··· Source passage

This is why I talked about algorithms. When a human being says "I am a human being", you may quibble about it being "observational" or "apriori" knowledge. But algorithms can actually have apriori knowledge coded in, including knowledge of their own source code. When such an algorithm receives inputs, it can make conclusions that don't rely on "realist" or "idealist" philosophical assumptions in any way, only on coded apriori knowledge and the inputs received. And these conclusions would be correct more or less by definition, because they amount to "if reality contains an instance of algorithm X receiving input Y, then reality contains an instance of algorithm X receiving input Y".

Your second paragraph seems to be unrelated to Kant. You just point out that our reasoning is messy and complex, so it's hard to prove trustworthy from first principles. Well, we can still consider it "probably approximately correct" (to borrow a phrase from Leslie Valiant), as jimrandomh suggested. Or maybe skip the step-by-step justifications and directly check your conclusions against the real world, like evolution does. After all, you may not know everything about the internal workings of a car, but you can still drive one to the supermarket. I can relate to the idea that we're still in the "stupid driver" phase, but this doesn't imply the car itself is broken beyond repair.

Comment author: quen_tin 29 March 2011 07:17:16PM -2 points [-]

I don't think relying on algorithm solves the issue, because you still need someone to implement and interpret the algorithm.

I agree with your second point: you can take a pragmatist approach. Actually, that's a bit how science work. But still you did not prove in anyway that your model is a complete and definitive description of all there is nor that it can be strictly identifiable with "reality", and Kant's argument remains valid. It would be more correct to say that a scientific model is a relational model (it describes the relations between things as they appear to observers and their regularities).

Comment author: cousin_it 29 March 2011 07:55:25PM *  1 point [-]

I don't think relying on algorithm solves the issue, because you still need someone to implement and interpret the algorithm.

You can be the algorithm. The software running in your brain might be "approximately correct by design", a naturally arising approximation to the kind of algorithms I described in previous comments. I cannot examine its workings in detail, but sometimes it seems to obtain correct results and "move in harmony with Bayes" as Eliezer puts it, so it can't be all wrong.

······
··· Recorded information

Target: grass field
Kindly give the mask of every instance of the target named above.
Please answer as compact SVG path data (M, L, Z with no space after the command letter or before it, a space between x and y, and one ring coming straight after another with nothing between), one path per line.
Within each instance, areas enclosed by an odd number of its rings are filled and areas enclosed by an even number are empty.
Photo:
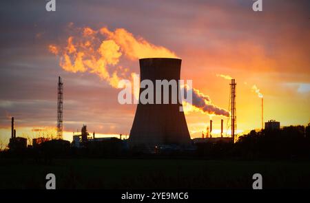
M310 162L203 160L61 159L52 164L0 160L0 189L45 189L47 173L57 189L310 188Z

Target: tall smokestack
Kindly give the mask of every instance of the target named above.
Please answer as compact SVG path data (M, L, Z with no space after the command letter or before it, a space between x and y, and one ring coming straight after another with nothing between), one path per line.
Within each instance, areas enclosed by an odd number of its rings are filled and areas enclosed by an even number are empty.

······

__Exercise requirements__.
1. Reproduce the stretch of the comment thread from "Comment author: cousin_it" through "be all wrong.".
2. Translate this sentence from the comment thread into Spanish: "After all, you may not know everything about the internal workings of a car, but you can still drive one to the supermarket."

__Solutions to the problems__.
1.
Comment author: cousin_it 29 March 2011 07:55:25PM *  1 point [-]

I don't think relying on algorithm solves the issue, because you still need someone to implement and interpret the algorithm.

You can be the algorithm. The software running in your brain might be "approximately correct by design", a naturally arising approximation to the kind of algorithms I described in previous comments. I cannot examine its workings in detail, but sometimes it seems to obtain correct results and "move in harmony with Bayes" as Eliezer puts it, so it can't be all wrong.

2. Al fin y al cabo, puede que no sepas todo sobre el funcionamiento interno de un coche, pero aun así puedes conducir uno hasta el supermercado.